Output, exactly as written, the lines below from the one that has "466, row 726." through the one that has "Query: coffee bean"; nothing else, and no pictures.

Start of Extracted material

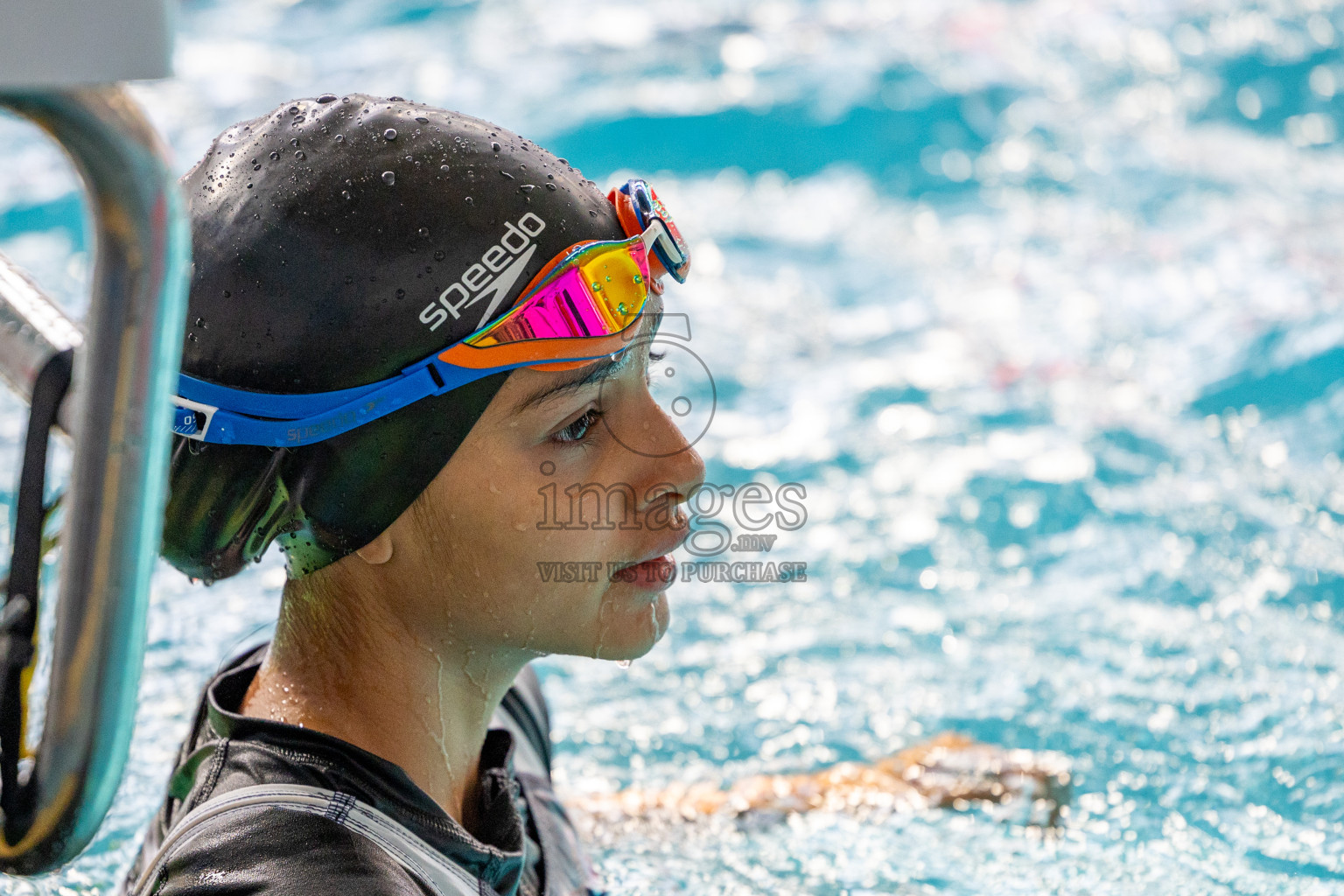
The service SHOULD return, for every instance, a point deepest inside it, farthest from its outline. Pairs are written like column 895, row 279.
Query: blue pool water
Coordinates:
column 1042, row 304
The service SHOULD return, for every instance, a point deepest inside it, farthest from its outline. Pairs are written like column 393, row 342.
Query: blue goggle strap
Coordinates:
column 222, row 416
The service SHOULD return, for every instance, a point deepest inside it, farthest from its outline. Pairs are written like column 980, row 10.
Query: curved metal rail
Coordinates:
column 122, row 416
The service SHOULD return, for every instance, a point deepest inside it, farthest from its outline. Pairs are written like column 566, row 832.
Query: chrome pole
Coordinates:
column 122, row 416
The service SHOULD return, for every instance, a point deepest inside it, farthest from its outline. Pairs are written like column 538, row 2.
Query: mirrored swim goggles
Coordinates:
column 576, row 311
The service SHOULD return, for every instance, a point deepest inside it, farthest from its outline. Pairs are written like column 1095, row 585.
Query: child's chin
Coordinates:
column 632, row 634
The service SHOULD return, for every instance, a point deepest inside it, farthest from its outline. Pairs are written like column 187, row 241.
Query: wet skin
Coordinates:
column 406, row 648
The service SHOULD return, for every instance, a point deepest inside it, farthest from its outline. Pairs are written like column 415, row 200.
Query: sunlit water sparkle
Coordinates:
column 1042, row 304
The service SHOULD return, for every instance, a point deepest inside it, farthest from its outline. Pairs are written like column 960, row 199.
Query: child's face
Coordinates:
column 514, row 544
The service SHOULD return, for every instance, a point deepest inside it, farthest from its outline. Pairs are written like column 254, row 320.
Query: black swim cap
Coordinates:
column 336, row 241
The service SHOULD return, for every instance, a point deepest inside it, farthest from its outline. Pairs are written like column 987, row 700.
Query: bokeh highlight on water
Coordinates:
column 1042, row 304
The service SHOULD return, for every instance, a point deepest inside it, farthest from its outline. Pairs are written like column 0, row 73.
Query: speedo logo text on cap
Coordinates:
column 492, row 277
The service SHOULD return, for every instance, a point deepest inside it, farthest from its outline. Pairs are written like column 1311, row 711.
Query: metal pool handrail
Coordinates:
column 122, row 419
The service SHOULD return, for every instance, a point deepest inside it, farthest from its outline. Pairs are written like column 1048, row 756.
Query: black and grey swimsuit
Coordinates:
column 263, row 808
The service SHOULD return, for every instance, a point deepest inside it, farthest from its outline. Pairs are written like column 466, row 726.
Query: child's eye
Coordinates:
column 578, row 430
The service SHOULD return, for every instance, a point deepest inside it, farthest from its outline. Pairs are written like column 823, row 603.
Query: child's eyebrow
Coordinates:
column 604, row 369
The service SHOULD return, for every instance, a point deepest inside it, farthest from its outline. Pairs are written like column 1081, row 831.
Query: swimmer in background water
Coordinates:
column 403, row 323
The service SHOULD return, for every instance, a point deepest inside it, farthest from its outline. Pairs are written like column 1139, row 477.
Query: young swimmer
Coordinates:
column 403, row 324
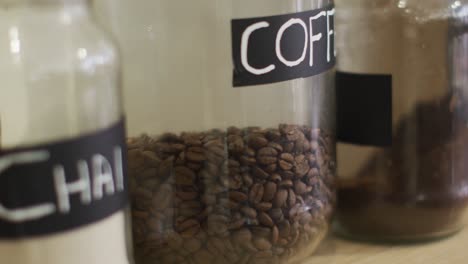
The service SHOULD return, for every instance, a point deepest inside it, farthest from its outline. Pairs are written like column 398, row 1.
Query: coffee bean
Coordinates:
column 291, row 198
column 277, row 214
column 280, row 198
column 188, row 224
column 263, row 206
column 259, row 231
column 286, row 161
column 259, row 173
column 256, row 193
column 192, row 245
column 286, row 184
column 184, row 176
column 203, row 257
column 265, row 219
column 300, row 187
column 242, row 236
column 274, row 235
column 284, row 228
column 257, row 141
column 249, row 212
column 238, row 196
column 267, row 155
column 276, row 177
column 269, row 191
column 242, row 196
column 262, row 244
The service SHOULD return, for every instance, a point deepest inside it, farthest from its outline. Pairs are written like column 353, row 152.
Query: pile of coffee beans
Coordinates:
column 238, row 196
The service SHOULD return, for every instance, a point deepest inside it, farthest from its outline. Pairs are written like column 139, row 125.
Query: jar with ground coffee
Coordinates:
column 402, row 92
column 63, row 188
column 231, row 127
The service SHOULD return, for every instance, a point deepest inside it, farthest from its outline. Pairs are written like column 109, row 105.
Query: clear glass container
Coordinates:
column 60, row 86
column 416, row 187
column 223, row 174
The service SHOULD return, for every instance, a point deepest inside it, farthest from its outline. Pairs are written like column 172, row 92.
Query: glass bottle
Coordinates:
column 231, row 146
column 63, row 192
column 407, row 179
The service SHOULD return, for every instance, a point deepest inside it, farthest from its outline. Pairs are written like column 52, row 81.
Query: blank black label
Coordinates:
column 284, row 47
column 364, row 108
column 64, row 185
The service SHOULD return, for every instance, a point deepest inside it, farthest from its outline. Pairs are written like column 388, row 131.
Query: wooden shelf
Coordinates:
column 452, row 250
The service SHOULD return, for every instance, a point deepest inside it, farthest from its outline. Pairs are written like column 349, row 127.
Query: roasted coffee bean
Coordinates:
column 265, row 219
column 257, row 141
column 256, row 193
column 280, row 198
column 300, row 187
column 286, row 161
column 259, row 173
column 264, row 206
column 267, row 155
column 286, row 184
column 269, row 191
column 262, row 244
column 242, row 196
column 192, row 245
column 249, row 212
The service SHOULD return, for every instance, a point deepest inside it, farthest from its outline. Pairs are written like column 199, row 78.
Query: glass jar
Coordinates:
column 63, row 194
column 231, row 127
column 403, row 64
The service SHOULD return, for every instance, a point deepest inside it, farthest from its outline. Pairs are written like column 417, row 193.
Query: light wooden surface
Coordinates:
column 453, row 250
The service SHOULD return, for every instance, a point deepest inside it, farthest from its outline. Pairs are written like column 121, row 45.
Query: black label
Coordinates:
column 64, row 185
column 364, row 108
column 285, row 47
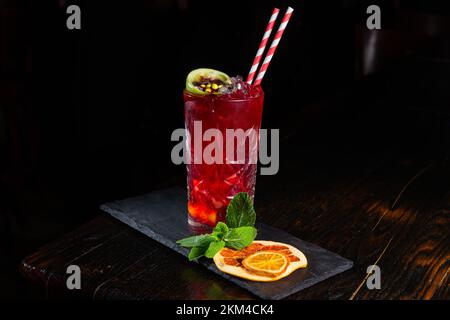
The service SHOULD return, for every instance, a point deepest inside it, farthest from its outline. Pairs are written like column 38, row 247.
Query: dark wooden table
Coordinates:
column 385, row 201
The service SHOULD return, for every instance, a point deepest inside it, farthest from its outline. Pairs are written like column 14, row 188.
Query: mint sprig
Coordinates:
column 237, row 233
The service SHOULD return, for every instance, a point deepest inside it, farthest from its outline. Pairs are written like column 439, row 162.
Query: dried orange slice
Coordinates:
column 231, row 261
column 268, row 263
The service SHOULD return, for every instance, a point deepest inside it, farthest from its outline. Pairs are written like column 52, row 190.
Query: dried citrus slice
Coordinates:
column 231, row 261
column 268, row 263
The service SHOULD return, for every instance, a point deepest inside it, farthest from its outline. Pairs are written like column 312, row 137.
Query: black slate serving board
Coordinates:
column 162, row 216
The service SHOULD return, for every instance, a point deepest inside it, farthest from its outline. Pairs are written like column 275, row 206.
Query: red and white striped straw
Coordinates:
column 273, row 46
column 262, row 45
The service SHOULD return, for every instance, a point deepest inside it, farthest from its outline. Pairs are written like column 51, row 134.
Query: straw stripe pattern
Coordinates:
column 262, row 45
column 273, row 46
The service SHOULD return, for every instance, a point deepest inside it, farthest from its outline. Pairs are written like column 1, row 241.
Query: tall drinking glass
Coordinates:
column 214, row 177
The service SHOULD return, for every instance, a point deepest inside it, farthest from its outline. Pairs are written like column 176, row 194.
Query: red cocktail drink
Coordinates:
column 211, row 186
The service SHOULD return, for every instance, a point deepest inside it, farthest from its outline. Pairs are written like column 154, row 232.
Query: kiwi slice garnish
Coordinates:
column 206, row 81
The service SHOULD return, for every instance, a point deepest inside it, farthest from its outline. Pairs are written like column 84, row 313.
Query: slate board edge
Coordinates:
column 108, row 207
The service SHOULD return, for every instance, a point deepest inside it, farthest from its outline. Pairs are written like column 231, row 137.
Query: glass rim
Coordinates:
column 222, row 98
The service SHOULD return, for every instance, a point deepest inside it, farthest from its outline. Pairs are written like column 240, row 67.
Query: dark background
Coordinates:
column 86, row 115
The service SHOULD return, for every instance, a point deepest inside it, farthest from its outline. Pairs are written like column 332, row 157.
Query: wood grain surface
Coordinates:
column 377, row 203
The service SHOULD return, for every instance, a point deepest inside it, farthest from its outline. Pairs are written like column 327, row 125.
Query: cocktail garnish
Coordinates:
column 206, row 81
column 238, row 233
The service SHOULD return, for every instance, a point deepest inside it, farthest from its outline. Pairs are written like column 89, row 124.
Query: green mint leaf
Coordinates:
column 240, row 211
column 213, row 248
column 197, row 252
column 220, row 230
column 239, row 238
column 197, row 241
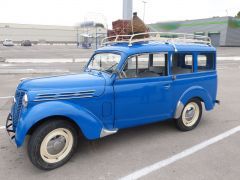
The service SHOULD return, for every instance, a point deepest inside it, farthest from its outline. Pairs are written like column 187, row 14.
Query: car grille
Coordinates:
column 17, row 107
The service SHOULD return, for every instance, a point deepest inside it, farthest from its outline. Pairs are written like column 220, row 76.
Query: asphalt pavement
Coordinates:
column 133, row 149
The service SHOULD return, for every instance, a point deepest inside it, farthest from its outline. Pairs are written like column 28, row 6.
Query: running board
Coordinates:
column 106, row 132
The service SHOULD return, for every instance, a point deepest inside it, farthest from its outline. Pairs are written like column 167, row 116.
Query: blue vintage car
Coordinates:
column 129, row 82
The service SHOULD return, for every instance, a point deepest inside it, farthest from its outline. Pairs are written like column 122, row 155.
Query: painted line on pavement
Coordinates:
column 72, row 60
column 187, row 152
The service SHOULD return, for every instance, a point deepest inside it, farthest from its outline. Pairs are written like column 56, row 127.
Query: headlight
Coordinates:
column 25, row 100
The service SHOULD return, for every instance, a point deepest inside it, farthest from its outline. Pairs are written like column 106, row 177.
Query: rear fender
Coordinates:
column 89, row 124
column 194, row 92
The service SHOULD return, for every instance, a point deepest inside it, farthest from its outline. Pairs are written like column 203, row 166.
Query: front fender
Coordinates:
column 89, row 124
column 194, row 92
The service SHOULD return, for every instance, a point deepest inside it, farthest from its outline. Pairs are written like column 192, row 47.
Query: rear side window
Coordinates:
column 182, row 63
column 205, row 62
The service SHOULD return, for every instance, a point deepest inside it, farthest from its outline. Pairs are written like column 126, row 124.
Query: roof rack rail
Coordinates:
column 165, row 37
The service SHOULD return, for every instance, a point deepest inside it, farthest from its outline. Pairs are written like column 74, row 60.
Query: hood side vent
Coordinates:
column 64, row 95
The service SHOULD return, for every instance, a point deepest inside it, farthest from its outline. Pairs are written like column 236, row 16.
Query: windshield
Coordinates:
column 104, row 62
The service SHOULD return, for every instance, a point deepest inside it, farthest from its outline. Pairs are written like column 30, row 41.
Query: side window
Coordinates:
column 145, row 65
column 205, row 62
column 182, row 63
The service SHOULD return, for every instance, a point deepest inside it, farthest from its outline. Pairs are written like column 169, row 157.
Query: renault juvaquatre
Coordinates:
column 128, row 82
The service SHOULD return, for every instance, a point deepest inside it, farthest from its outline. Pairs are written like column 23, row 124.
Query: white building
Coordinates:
column 45, row 33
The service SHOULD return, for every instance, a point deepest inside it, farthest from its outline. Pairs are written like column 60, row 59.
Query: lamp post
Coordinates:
column 144, row 7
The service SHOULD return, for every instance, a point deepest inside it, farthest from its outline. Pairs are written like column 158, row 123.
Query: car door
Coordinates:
column 143, row 91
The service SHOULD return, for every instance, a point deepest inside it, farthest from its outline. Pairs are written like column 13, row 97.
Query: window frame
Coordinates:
column 214, row 61
column 138, row 54
column 185, row 53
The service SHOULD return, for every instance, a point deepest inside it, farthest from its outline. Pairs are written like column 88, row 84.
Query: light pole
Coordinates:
column 144, row 7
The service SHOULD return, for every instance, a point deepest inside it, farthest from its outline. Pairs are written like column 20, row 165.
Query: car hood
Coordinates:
column 71, row 83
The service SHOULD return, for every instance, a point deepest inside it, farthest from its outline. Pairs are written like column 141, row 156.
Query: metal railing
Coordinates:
column 165, row 37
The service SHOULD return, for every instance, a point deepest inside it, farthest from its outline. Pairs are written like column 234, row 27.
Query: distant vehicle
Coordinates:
column 8, row 42
column 127, row 83
column 26, row 43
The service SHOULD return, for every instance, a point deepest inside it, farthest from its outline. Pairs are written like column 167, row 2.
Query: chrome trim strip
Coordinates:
column 106, row 132
column 60, row 95
column 56, row 98
column 90, row 91
column 178, row 110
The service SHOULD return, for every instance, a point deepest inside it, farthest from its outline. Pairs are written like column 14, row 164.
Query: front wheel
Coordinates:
column 191, row 115
column 52, row 144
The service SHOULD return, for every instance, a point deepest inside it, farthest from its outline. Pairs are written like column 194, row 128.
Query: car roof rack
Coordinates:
column 166, row 37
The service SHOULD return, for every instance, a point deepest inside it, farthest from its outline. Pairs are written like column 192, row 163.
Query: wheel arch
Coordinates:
column 52, row 118
column 195, row 92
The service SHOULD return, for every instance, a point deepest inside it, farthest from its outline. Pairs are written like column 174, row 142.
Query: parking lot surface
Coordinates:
column 132, row 149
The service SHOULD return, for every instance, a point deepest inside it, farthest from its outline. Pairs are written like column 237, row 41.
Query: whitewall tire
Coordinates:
column 190, row 116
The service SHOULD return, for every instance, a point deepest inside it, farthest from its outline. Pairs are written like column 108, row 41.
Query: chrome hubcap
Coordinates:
column 190, row 114
column 56, row 145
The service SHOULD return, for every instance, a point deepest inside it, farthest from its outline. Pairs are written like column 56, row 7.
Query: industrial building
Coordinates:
column 49, row 33
column 223, row 31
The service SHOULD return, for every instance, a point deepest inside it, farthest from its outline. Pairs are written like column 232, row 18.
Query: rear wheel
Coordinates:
column 52, row 144
column 191, row 115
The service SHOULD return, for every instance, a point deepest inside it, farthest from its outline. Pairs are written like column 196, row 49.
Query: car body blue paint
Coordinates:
column 118, row 103
column 90, row 124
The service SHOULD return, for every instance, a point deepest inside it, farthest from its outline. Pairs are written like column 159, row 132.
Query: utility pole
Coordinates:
column 144, row 7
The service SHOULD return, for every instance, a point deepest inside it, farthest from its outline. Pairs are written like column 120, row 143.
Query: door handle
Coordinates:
column 167, row 86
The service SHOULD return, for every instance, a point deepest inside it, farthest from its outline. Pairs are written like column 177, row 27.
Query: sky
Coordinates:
column 72, row 12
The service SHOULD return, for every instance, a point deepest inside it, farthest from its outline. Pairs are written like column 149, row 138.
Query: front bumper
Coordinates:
column 9, row 128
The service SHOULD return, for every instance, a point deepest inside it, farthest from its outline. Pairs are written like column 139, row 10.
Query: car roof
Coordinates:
column 143, row 47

End of Extracted material

▶ **Solution for this exercise**:
The service SHOULD return, for every instance, a point deepest inside it, farthest from its outline. Pairs are written like column 466, row 726.
Query: child's eye
Coordinates:
column 578, row 430
The service SHOULD return, for every instance, a point deepest inside it, farthest from its outline. Pairs are written like column 823, row 603.
Query: child's eyebrow
Coordinates:
column 604, row 369
The service SHOULD return, for every instance, a point deepest inside it, farthest from its outline. Pairs are written like column 1081, row 831.
Query: swimmer in background water
Coordinates:
column 403, row 323
The service SHOULD return, for every instance, a point deepest inside it, farthest from its outline. Pairs are written like column 1139, row 477.
Query: young swimmer
Coordinates:
column 403, row 324
The service SHOULD return, for every instance, a point deepest inside it, farthest from its outline. Pairs are written like column 398, row 1.
Query: coffee bean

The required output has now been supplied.